Data:
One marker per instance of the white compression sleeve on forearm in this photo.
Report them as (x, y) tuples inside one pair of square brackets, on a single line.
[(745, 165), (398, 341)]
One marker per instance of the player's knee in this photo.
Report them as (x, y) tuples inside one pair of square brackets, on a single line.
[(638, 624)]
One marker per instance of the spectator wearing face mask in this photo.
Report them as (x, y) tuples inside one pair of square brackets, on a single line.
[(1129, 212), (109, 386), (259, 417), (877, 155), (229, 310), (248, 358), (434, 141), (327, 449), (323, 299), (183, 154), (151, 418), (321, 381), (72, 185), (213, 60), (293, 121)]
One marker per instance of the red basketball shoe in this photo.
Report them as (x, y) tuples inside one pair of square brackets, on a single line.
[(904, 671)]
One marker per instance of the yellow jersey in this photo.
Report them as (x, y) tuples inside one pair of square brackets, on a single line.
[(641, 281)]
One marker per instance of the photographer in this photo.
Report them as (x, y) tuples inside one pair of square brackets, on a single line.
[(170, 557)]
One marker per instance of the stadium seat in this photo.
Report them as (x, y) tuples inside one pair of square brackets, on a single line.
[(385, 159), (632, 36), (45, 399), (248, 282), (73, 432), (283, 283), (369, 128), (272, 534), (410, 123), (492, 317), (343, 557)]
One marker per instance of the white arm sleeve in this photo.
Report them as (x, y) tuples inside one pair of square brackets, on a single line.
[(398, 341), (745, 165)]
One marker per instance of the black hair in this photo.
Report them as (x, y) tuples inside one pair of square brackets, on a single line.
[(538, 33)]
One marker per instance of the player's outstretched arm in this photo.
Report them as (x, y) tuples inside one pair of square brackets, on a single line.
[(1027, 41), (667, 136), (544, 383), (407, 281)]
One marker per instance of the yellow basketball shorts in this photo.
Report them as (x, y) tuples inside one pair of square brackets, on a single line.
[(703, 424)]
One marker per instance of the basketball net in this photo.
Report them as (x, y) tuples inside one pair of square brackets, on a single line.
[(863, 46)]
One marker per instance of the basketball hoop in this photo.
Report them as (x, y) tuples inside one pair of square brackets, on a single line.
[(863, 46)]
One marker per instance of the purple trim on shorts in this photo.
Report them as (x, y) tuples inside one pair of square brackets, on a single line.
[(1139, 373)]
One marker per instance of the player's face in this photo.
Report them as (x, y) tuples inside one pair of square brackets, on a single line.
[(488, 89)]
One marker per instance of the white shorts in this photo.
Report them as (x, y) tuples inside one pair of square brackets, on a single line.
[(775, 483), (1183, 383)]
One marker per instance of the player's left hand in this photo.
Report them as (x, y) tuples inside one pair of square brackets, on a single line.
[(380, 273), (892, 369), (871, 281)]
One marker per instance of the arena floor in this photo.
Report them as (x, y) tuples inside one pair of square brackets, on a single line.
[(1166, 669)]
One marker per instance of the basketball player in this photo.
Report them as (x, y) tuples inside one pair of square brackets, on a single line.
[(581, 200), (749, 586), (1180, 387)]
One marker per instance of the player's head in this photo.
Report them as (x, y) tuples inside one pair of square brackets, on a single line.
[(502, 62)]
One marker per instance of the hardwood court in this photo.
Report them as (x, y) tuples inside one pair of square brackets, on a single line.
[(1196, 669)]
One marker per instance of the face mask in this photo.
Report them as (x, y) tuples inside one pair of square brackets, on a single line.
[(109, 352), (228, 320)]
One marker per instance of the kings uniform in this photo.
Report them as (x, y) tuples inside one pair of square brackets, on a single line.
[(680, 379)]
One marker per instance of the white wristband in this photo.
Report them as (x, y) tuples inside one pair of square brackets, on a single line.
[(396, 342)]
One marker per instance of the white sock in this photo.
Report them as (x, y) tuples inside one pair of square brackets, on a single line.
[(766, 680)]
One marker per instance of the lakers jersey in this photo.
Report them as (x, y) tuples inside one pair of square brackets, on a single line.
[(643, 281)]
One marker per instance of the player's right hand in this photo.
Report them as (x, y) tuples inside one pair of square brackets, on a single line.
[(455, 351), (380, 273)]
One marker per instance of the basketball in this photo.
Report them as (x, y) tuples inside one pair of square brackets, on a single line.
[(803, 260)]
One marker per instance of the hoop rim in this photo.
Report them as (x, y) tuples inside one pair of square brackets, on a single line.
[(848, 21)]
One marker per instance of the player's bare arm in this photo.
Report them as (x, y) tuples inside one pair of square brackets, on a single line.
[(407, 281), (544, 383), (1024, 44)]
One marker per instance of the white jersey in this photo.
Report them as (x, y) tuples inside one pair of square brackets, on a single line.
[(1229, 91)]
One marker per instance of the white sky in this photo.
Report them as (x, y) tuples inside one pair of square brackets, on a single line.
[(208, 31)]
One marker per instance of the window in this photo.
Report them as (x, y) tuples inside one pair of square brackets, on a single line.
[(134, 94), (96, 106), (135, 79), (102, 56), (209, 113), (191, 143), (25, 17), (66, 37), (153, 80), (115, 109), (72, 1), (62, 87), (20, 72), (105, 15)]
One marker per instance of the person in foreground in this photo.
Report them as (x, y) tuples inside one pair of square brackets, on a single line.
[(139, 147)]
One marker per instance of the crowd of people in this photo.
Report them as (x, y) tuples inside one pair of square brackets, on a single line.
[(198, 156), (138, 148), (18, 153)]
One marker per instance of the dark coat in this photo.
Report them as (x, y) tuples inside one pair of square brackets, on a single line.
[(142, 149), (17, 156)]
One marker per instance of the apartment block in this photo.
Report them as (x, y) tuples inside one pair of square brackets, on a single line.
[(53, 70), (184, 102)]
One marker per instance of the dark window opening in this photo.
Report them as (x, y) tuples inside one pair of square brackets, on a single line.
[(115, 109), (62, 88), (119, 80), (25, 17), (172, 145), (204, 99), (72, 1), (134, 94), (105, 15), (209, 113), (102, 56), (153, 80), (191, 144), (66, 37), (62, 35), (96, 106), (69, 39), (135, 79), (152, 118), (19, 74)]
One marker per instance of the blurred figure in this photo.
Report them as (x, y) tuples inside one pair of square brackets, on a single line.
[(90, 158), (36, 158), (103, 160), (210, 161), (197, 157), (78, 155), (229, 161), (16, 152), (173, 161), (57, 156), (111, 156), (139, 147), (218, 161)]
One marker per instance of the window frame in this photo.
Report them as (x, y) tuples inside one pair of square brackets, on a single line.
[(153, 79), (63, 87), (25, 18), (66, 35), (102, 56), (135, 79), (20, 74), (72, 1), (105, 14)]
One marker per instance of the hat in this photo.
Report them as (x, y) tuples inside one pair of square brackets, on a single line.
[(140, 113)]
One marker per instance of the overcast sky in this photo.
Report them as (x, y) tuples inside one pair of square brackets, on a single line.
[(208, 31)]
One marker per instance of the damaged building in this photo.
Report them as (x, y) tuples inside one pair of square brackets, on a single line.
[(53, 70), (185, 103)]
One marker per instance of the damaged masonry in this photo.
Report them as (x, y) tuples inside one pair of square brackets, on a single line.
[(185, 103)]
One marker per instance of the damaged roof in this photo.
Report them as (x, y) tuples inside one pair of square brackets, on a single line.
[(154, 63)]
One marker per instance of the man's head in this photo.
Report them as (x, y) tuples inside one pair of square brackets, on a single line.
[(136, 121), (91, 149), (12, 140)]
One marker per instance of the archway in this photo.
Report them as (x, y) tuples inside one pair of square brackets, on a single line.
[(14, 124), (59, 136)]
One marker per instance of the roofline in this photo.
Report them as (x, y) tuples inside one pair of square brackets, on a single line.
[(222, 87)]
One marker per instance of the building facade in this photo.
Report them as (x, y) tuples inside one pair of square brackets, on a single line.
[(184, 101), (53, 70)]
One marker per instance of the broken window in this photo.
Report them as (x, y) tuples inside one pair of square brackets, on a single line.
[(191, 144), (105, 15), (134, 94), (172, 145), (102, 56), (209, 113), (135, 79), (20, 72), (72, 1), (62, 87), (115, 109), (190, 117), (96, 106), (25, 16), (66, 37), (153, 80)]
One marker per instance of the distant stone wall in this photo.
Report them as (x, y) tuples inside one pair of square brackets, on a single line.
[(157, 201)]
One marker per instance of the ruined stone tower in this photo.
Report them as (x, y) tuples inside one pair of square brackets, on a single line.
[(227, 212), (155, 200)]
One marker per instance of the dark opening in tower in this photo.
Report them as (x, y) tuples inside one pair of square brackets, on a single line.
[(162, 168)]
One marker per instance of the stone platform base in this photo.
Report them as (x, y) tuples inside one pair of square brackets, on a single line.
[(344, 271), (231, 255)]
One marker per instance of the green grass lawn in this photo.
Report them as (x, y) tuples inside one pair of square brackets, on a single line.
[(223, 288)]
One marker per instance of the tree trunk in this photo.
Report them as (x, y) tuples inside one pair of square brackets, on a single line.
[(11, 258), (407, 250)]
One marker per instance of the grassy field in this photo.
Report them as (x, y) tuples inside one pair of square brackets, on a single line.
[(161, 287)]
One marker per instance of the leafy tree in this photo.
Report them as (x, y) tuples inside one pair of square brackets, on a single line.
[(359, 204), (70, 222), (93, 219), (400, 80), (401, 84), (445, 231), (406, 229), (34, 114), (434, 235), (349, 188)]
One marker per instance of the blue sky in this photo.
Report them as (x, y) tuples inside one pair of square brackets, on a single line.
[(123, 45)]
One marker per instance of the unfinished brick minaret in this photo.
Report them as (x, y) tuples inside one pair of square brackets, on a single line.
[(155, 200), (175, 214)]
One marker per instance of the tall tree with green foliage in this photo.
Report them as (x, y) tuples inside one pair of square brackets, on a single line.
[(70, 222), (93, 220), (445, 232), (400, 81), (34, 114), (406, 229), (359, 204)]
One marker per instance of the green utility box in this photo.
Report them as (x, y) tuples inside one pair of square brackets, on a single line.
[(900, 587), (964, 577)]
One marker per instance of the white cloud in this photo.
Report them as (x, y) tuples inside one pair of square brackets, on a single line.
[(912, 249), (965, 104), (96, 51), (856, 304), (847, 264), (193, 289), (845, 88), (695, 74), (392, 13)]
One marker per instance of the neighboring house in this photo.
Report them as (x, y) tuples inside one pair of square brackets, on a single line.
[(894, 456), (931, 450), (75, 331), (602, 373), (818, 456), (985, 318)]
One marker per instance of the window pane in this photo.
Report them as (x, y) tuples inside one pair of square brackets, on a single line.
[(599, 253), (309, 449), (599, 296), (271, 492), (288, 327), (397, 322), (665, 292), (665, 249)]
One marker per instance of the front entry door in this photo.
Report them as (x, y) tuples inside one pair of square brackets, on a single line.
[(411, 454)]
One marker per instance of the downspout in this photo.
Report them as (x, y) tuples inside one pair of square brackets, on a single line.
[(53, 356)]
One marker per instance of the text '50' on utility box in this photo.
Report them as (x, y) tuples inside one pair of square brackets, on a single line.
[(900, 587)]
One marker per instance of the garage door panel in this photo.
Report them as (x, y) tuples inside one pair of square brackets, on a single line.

Given request: Could you reproduce the entries starting at the line containing "One marker per instance of the blurred" and ending at the line containing "147), (218, 161)]", but change "blurred figure" to "out-of-focus figure" and leave everything else as it is?

Exercise output:
One marker per instance of the out-of-focus figure in this photo.
Report them as (x, y) tuples inside one pair of square brackets, on a single line.
[(90, 158), (36, 158), (103, 160), (210, 161), (197, 157), (78, 155), (229, 161), (16, 152), (173, 161), (57, 156), (111, 156), (139, 147), (218, 161)]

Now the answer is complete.